Explorar o material>
1. No texto sobre a PMA e a identidade de género, em que mês o Bloco apresentou o seu projecto-de-lei de "autodeterminação de género"?
2. Reproduz, tal como está no texto sobre a PMA e a identidade de género, o trecho que começa em "Catarina Marcelino disse" e segue até "quaisquer pareceres médicos.".

*** Texto fornecido

A regulamentação da Procriação Medicamente Assistida (PMA) foi publicada em Diário da República a 29 de Dezembro, depois de meses de incerteza. A lei da PMA passou a produzir efeitos e qualquer mulher pode agora recorrer a técnicas de fertilização em centros autorizados, independentemente de ser ou não infértil e de estar ou não casada ou unida de facto, o que pela primeira vez abre o acesso a mulheres lésbicas.

É de prever quem em 2017 as listas de espera causem alguma polémica. Ouvido na Assembleia da República, em Novembro, o médico Carlos Calhaz, do Conselho Nacional de Procriação Medicamente Assistida (entidade reguladora), não poderia ter sido mais claro: “Não temos capacidade de resposta instalada para o que vai ser solicitado quando entrar em vigor prático a legislação aprovada há uns meses. Isto não tem a ver com falta de esforço, mas com constrangimentos, porque custa dinheiro.”

A lei da PMA foi aprovada em Maio pela Assembleia da República e saiu em Diário da República a 20 de Junho. O Governo atrasou-se na regulamentação (que deveria ter saído até 20 de Outubro e saiu a 17 de Novembro).

De acordo com o Conselho Nacional de Procriação Medicamente Assistida, a nova lei da PMA contraria orientações da Organização Mundial da Saúde para que a inseminação artificial esteja fora do conceito de PMA. Sobre este aspecto, nem esquerda nem direita teceram até hoje qualquer considerando. Vão fazê-lo no próximo ano?

3. Identidade de género

Tem sido um calcanhar de Aquiles. A alteração da Lei da Identidade de Género, de 2011, marca passo na Assembleia da República. A secretária de Estado para a Cidadania e a Igualdade garantiu em Outubro que o Governo terá pronta até Janeiro de 2017 uma proposta de revisão.

Catarina Marcelino disse também que o executivo e o Bloco de Esquerda têm um “acordo tácito” para que as alterações sejam debatidas ao mesmo tempo na Assembleia da República “depois do fim” de 2016.

O Bloco apresentou em Maio um projecto-de-lei de “autodeterminação de género”. O partido Pessoas Animais Natureza (PAN) revelou um projecto próprio em Outubro. O texto do Governo é ainda uma incógnita.

Em traços gerais, apesar de algumas divergências, ambas as propostas conhecidas pretendem autorizar a mudança de sexo no Registo Civil sem que as pessoas transgénero tenham de fazer tratamentos ou intervenções cirúrgicas, dispensando-se também quaisquer pareceres médicos.

******
*** Registos apresentados

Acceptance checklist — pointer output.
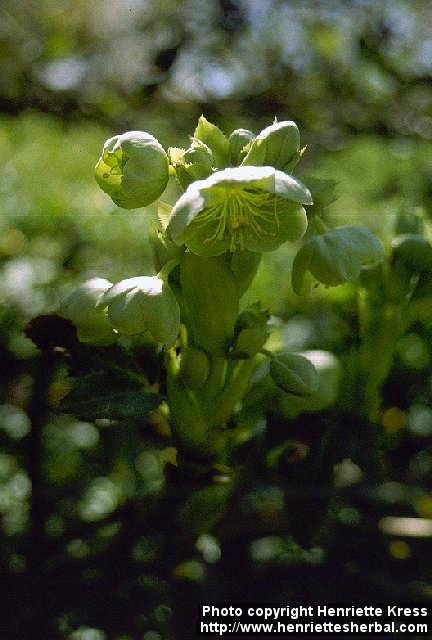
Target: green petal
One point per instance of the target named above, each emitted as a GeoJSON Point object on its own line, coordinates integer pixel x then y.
{"type": "Point", "coordinates": [240, 208]}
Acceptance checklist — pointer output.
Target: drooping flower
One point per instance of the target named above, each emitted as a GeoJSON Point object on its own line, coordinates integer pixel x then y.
{"type": "Point", "coordinates": [254, 208]}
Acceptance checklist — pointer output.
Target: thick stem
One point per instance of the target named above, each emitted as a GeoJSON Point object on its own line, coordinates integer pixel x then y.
{"type": "Point", "coordinates": [234, 390]}
{"type": "Point", "coordinates": [215, 381]}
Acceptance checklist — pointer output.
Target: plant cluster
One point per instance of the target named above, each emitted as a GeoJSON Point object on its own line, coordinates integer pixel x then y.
{"type": "Point", "coordinates": [240, 199]}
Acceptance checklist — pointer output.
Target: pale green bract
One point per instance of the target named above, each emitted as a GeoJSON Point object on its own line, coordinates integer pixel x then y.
{"type": "Point", "coordinates": [253, 208]}
{"type": "Point", "coordinates": [144, 303]}
{"type": "Point", "coordinates": [336, 256]}
{"type": "Point", "coordinates": [133, 169]}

******

Respostas do exercício>
1. Em Maio.

2.
Catarina Marcelino disse também que o executivo e o Bloco de Esquerda têm um “acordo tácito” para que as alterações sejam debatidas ao mesmo tempo na Assembleia da República “depois do fim” de 2016.

O Bloco apresentou em Maio um projecto-de-lei de “autodeterminação de género”. O partido Pessoas Animais Natureza (PAN) revelou um projecto próprio em Outubro. O texto do Governo é ainda uma incógnita.

Em traços gerais, apesar de algumas divergências, ambas as propostas conhecidas pretendem autorizar a mudança de sexo no Registo Civil sem que as pessoas transgénero tenham de fazer tratamentos ou intervenções cirúrgicas, dispensando-se também quaisquer pareceres médicos.